___ Given information

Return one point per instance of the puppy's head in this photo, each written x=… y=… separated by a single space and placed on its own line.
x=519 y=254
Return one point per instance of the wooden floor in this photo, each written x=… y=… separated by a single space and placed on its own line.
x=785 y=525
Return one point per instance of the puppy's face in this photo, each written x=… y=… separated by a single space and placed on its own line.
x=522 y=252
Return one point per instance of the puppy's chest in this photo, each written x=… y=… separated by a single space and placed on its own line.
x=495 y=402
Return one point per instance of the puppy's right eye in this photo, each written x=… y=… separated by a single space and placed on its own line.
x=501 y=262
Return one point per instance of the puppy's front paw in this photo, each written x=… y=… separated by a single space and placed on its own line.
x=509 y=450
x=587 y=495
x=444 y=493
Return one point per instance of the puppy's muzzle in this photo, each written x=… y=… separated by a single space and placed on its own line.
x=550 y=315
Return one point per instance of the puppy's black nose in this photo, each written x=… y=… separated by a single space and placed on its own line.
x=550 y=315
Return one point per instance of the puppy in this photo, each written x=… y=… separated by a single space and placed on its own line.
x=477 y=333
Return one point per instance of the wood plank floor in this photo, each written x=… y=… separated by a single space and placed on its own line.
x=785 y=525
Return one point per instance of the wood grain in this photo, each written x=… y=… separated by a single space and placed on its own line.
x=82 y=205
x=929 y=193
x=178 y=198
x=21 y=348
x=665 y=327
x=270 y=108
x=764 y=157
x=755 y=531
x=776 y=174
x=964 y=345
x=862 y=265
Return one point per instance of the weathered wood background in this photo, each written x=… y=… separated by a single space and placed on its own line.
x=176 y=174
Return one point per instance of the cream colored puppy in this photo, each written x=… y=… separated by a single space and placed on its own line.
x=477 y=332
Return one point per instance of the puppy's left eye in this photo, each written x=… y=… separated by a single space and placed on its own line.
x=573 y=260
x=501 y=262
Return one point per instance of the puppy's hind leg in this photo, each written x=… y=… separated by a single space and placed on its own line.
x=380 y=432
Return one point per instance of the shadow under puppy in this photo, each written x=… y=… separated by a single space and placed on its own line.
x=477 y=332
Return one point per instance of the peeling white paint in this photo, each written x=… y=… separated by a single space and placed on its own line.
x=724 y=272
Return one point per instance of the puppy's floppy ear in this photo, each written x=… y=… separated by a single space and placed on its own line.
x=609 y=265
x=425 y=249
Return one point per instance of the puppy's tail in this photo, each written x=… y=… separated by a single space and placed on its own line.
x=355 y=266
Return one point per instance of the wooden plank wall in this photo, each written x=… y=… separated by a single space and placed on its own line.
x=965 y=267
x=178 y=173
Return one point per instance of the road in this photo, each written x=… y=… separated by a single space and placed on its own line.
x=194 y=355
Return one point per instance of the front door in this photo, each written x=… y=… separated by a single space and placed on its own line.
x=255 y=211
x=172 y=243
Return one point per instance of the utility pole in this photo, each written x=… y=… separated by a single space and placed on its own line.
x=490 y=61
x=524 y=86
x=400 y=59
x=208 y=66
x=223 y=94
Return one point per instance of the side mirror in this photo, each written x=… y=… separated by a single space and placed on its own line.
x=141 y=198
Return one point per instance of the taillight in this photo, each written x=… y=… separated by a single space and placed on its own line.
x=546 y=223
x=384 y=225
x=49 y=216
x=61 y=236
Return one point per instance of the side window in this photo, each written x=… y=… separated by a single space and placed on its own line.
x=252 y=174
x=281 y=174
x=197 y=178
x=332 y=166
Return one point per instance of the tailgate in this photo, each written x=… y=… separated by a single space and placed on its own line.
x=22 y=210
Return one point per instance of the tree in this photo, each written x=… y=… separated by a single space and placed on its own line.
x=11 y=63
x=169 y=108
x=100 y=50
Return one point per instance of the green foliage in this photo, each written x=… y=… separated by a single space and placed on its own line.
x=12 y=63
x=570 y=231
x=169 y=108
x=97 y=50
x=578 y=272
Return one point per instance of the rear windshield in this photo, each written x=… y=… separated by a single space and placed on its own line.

______

◆ What to work on:
Rewrite every line of the entries above as a numbered list, skipping any blank lines.

◆ Response to this task:
1. Return one point per instance of the puppy's head in this photo, each written x=… y=… separated by a single space and placed on its own line.
2. x=519 y=254
3. Return one point per instance of the wooden floor in this photo, each written x=… y=… separated by a single space and placed on its own line.
4. x=785 y=525
5. Return one point per instance of the puppy's face in this photo, each written x=… y=… separated by a single space and placed on its own line.
6. x=522 y=252
7. Return one point per instance of the puppy's chest in this photo, each written x=… y=… separated by a single space and placed on its own line.
8. x=495 y=402
9. Return one point per instance of the puppy's right eye in this photo, each written x=… y=… separated by a single space and placed on its own line.
10. x=501 y=262
11. Return one point per instance of the puppy's front paw in this photo, each written x=… y=… separated by a single space and placed on its own line.
12. x=509 y=450
13. x=587 y=495
14. x=444 y=493
15. Return one point per instance of the puppy's muzzle in this photo, each written x=… y=… separated by a single space and placed on its own line.
16. x=550 y=315
17. Return one point per instance of the puppy's black nose in this photo, each written x=… y=… separated by a single space and placed on its own line.
18. x=550 y=315
19. Return one point per instance of the puppy in this photo, each written x=… y=… separated by a single space and placed on its own line.
20. x=477 y=333
21. Return one point per instance of the wood plank floor in this photo, each written x=… y=… separated by a single space and placed on its own line.
22. x=785 y=525
23. Return one point per instance of the wood grain in this photo, each written x=… y=… separated by a single space and placed on its own line.
24. x=82 y=205
25. x=929 y=193
26. x=178 y=198
27. x=21 y=348
28. x=665 y=327
29. x=270 y=108
30. x=764 y=157
31. x=755 y=531
32. x=776 y=174
33. x=964 y=345
34. x=862 y=265
35. Return one point per instance of the weathered wood background in this photo, each written x=… y=… separated by a single space and placed on its own line.
36. x=176 y=174
37. Return one point per instance of the cream colored puppy in this photo, each written x=… y=… separated by a single space and placed on its own line.
38. x=477 y=332
39. Return one point per instance of the puppy's left eye in this photo, each written x=… y=… separated by a single space and placed on its own line.
40. x=573 y=260
41. x=501 y=262
42. Return one point per instance of the puppy's hind leg in this photo, each written x=… y=… separated by a single space and placed on its own line.
43. x=380 y=432
44. Return one point per instance of the shadow under puppy in this photo, each written x=… y=… separated by a single space and placed on its own line.
45. x=477 y=332
46. Return one point per instance of the peeling white paint in this photo, each written x=… y=… separated by a single space and placed on its own line.
47. x=724 y=272
48. Return one point per instance of the puppy's floppy ear in this photo, each written x=… y=… separated by a single space and placed on its own line.
49. x=609 y=265
50. x=425 y=249
51. Return one point per instance of the puppy's tail in this photo, each written x=… y=… separated by a single space and placed on its own line.
52. x=355 y=266
53. Return one point per instance of the wooden plank wall in this photo, each written x=… y=… separated by a single space and placed on its own line.
54. x=965 y=267
55. x=178 y=173
56. Return one point per instance of the road in this photo, each written x=… y=… separated by a single space and placed on its own line.
57. x=194 y=355
58. Return one point per instance of the front door in this photo, each written x=… y=… separated by a single space and placed on its own line.
59. x=255 y=211
60. x=172 y=243
61. Return one point per instance of the utility pole in this photo, each written x=… y=… separated by a single space and placed on its own line.
62. x=490 y=61
63. x=524 y=86
64. x=400 y=59
65. x=208 y=66
66. x=223 y=94
67. Return one point per instance of the side mirror in this photo, each written x=… y=… separated by a single space and placed on its own line.
68. x=141 y=198
69. Return one point per instance of the taillight in this photo, each written x=… y=… separated by a single space and placed on its own line.
70. x=546 y=223
71. x=384 y=225
72. x=49 y=216
73. x=61 y=236
74. Return one point per instance of the side window in this photo, each written x=… y=… separated by a single space and placed on its own line.
75. x=252 y=174
76. x=281 y=174
77. x=197 y=178
78. x=332 y=166
79. Return one point per instance of the tailgate in this photo, each written x=… y=… separated by a single space and placed on its own line.
80. x=22 y=210
81. Return one point per instance of the tree in this photo, each written x=… y=… separated by a single space and placed on its own line.
82. x=11 y=63
83. x=169 y=108
84. x=100 y=50
85. Return one point per instance of the green foliage in this photo, each written x=… y=… separated by a single space and placed on its own line.
86. x=12 y=63
87. x=570 y=231
88. x=169 y=108
89. x=97 y=50
90. x=578 y=272
91. Return one point per instance of the rear windshield in this photo, each written x=… y=… separated by a single space and placed on its own line.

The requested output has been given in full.